↓

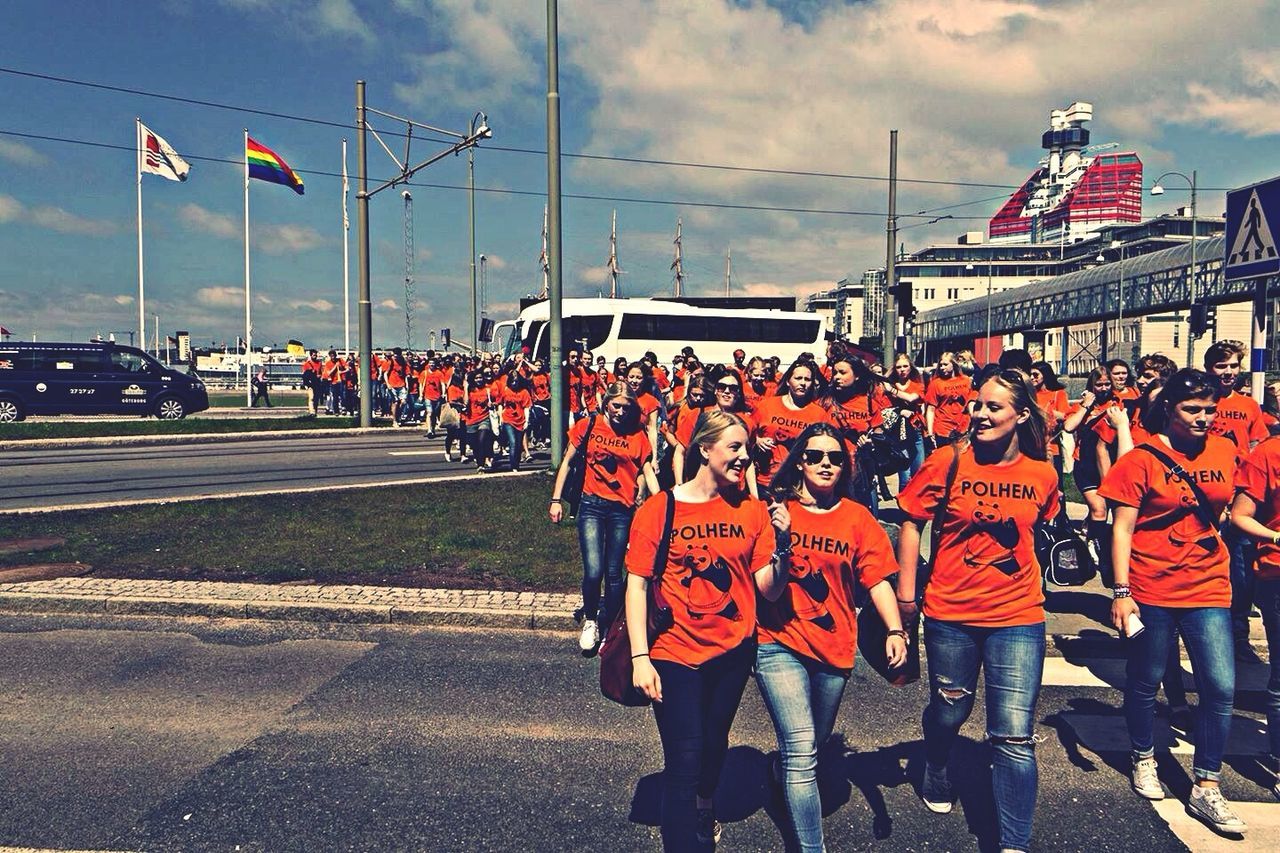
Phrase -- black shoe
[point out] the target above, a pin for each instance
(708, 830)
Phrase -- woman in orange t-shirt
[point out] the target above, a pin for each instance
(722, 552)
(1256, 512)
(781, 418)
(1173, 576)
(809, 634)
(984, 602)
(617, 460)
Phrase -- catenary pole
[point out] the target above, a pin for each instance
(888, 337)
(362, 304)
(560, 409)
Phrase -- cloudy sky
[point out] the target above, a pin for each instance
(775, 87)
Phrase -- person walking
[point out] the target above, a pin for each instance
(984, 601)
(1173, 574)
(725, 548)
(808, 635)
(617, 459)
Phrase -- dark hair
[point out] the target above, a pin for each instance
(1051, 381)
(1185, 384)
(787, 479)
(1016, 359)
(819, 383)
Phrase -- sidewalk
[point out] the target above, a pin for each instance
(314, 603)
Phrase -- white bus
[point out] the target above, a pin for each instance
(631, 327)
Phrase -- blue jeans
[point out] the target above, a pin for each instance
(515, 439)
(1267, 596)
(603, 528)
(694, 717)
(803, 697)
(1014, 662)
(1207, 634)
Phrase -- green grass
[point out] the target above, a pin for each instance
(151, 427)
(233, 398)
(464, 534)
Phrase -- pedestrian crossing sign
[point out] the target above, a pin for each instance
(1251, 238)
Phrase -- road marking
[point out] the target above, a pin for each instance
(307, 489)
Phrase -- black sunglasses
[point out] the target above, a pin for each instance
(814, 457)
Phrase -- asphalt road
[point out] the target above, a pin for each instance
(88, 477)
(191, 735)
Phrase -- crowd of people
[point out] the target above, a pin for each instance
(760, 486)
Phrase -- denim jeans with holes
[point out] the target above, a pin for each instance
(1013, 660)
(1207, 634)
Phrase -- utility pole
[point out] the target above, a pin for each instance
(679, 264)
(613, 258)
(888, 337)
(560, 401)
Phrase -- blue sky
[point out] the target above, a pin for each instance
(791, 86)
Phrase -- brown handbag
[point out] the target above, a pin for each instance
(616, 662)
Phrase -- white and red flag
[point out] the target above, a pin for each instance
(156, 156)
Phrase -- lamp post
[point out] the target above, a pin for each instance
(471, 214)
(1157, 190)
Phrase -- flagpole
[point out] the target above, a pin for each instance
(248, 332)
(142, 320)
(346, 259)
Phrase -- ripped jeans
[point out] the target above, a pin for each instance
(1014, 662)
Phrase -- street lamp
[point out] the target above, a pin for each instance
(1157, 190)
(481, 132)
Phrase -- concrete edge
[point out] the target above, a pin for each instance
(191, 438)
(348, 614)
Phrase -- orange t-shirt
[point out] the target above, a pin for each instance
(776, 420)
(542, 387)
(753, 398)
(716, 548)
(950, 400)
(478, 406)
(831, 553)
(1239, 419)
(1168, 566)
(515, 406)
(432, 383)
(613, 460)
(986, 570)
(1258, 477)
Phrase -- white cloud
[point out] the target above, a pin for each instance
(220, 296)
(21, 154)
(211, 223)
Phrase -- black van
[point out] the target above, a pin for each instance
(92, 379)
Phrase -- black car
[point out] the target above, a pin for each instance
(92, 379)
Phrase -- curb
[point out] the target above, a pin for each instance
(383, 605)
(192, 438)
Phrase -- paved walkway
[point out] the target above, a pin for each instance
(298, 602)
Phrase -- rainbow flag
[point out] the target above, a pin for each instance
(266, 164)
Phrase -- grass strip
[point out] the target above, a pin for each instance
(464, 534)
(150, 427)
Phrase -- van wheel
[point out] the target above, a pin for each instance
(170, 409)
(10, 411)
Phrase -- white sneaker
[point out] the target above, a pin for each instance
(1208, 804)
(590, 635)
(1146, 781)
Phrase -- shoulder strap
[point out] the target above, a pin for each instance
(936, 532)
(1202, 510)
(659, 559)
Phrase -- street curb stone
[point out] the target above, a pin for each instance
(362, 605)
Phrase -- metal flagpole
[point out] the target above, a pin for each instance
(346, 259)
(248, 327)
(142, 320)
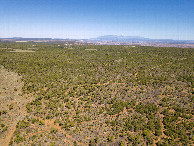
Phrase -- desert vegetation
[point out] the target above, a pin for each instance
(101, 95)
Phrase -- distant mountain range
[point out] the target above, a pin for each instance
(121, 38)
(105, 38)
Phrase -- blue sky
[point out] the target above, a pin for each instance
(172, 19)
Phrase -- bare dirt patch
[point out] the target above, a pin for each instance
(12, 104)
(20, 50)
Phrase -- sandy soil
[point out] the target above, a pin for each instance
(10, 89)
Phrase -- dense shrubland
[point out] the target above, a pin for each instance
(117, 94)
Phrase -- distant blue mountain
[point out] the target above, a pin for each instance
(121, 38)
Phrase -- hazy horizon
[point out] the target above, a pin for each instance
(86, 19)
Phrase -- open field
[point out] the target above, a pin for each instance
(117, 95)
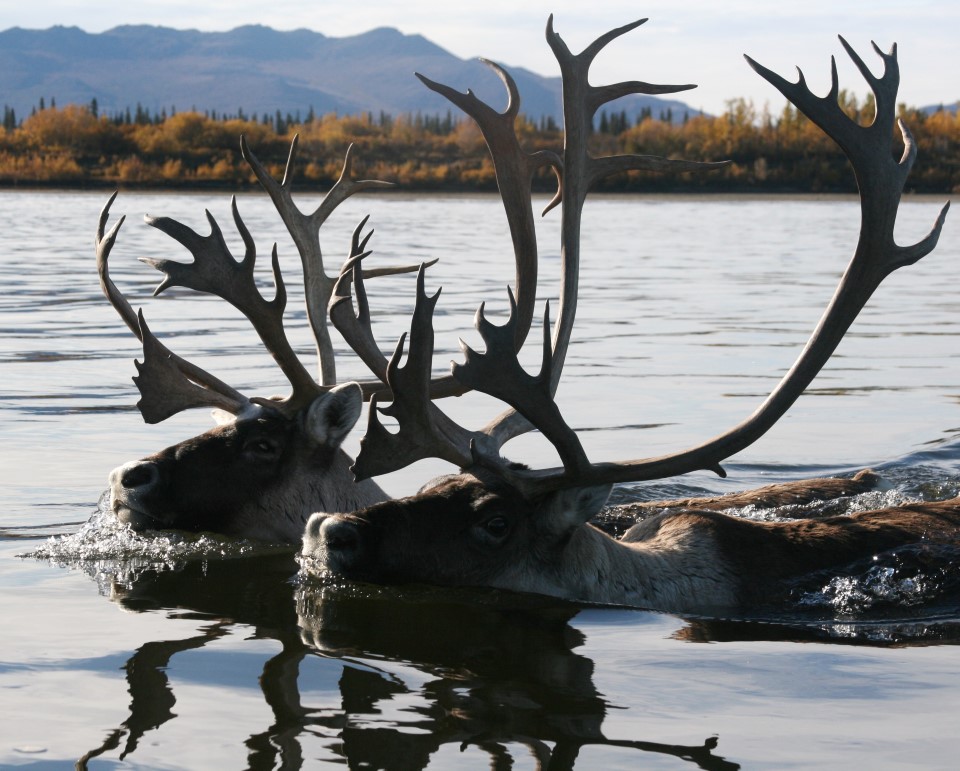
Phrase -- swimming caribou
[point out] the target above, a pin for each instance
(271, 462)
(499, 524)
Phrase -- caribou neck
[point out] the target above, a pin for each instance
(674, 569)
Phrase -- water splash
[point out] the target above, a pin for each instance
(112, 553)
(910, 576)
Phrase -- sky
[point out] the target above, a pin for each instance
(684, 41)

↑
↓

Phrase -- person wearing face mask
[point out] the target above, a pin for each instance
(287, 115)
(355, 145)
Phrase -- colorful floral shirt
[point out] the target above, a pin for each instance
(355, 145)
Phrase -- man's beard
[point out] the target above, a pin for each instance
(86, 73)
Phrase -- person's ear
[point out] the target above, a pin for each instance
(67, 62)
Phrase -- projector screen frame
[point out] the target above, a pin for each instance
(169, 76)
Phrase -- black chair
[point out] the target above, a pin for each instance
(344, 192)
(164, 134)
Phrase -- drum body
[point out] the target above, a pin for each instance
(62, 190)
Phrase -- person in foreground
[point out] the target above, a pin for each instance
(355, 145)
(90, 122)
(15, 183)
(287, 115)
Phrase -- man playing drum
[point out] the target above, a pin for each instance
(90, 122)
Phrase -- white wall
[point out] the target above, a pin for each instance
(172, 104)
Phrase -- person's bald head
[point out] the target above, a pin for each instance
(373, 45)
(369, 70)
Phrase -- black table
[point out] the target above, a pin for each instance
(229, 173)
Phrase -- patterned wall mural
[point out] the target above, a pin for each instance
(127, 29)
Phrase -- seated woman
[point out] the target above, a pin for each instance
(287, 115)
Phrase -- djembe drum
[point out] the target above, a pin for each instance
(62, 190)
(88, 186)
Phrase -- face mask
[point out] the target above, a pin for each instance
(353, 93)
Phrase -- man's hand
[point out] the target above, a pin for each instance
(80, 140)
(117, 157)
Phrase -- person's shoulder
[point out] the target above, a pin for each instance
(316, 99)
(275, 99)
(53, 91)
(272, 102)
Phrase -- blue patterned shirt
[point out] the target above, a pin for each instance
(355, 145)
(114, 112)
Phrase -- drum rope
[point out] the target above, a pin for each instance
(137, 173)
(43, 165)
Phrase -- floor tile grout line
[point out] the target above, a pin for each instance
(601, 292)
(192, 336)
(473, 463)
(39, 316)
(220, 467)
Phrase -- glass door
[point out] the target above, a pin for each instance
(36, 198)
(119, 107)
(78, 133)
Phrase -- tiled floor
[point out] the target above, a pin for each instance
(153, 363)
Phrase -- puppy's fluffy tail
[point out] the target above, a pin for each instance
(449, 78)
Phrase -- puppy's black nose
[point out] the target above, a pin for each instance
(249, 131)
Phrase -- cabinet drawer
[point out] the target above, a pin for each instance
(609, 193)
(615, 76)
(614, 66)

↑

**WORK REQUIRED**: Using the records above, copy word for word the line with "Phrase -- crowd of people", the line with "Phrase -- van wheel", and every line between them.

**ANSWER FOR THIS EXERCISE**:
Phrase -- crowd of people
[point out] the target above, a pin for each instance
(760, 486)
Phrase -- denim jeans with holes
[point out] the target above, a pin for each instance
(1013, 660)
(1207, 634)
Phrase -- utility pole
[point out] the target above, a pin for each instance
(679, 264)
(613, 258)
(888, 337)
(560, 401)
Phrase -- blue sky
[point out] the target above, a pin for each instance
(791, 86)
Phrase -- brown handbag
[point out] the target above, a pin for each instance
(616, 662)
Phrase -- white and red flag
[point out] the target above, a pin for each instance
(156, 156)
Phrase -- lamp post
[point out] the target above, a pin for each instance
(471, 214)
(1157, 190)
Phrase -- flagpole
[point out] the target above, a pin for each instance
(248, 332)
(142, 320)
(346, 259)
Phrase -- ripped jeans
[point out] the target above, a pin for each instance
(1014, 662)
Phrase -- street lamp
[point out] the target above, a pin for each instance
(1157, 190)
(481, 132)
Phrase -- concrete edge
[point out] the target above, a pin for each instance
(191, 438)
(348, 614)
Phrase -- orange t-shirt
[point out] the target above, a pin for each instance
(776, 420)
(542, 387)
(753, 398)
(716, 548)
(950, 400)
(478, 406)
(831, 553)
(1239, 419)
(1168, 566)
(515, 406)
(432, 383)
(613, 460)
(986, 570)
(1258, 477)
Phrase -- white cloud
[point out] the target above, a pin for each instance
(220, 296)
(21, 154)
(211, 223)
Phrase -- black van
[point out] the target above, a pin for each instance
(92, 379)
Phrase -- black car
[point out] the target above, a pin for each instance
(92, 379)
Phrase -- curb
[point out] the target above, a pin for each instance
(383, 605)
(192, 438)
Phrase -- paved walkway
[point out] the target above, a pin for each instance
(298, 602)
Phrase -- rainbow flag
[point out] the target above, a pin for each instance
(266, 164)
Phrase -- grass strip
[point out] the target above, a pin for each instance
(464, 534)
(150, 427)
Phrase -- van wheel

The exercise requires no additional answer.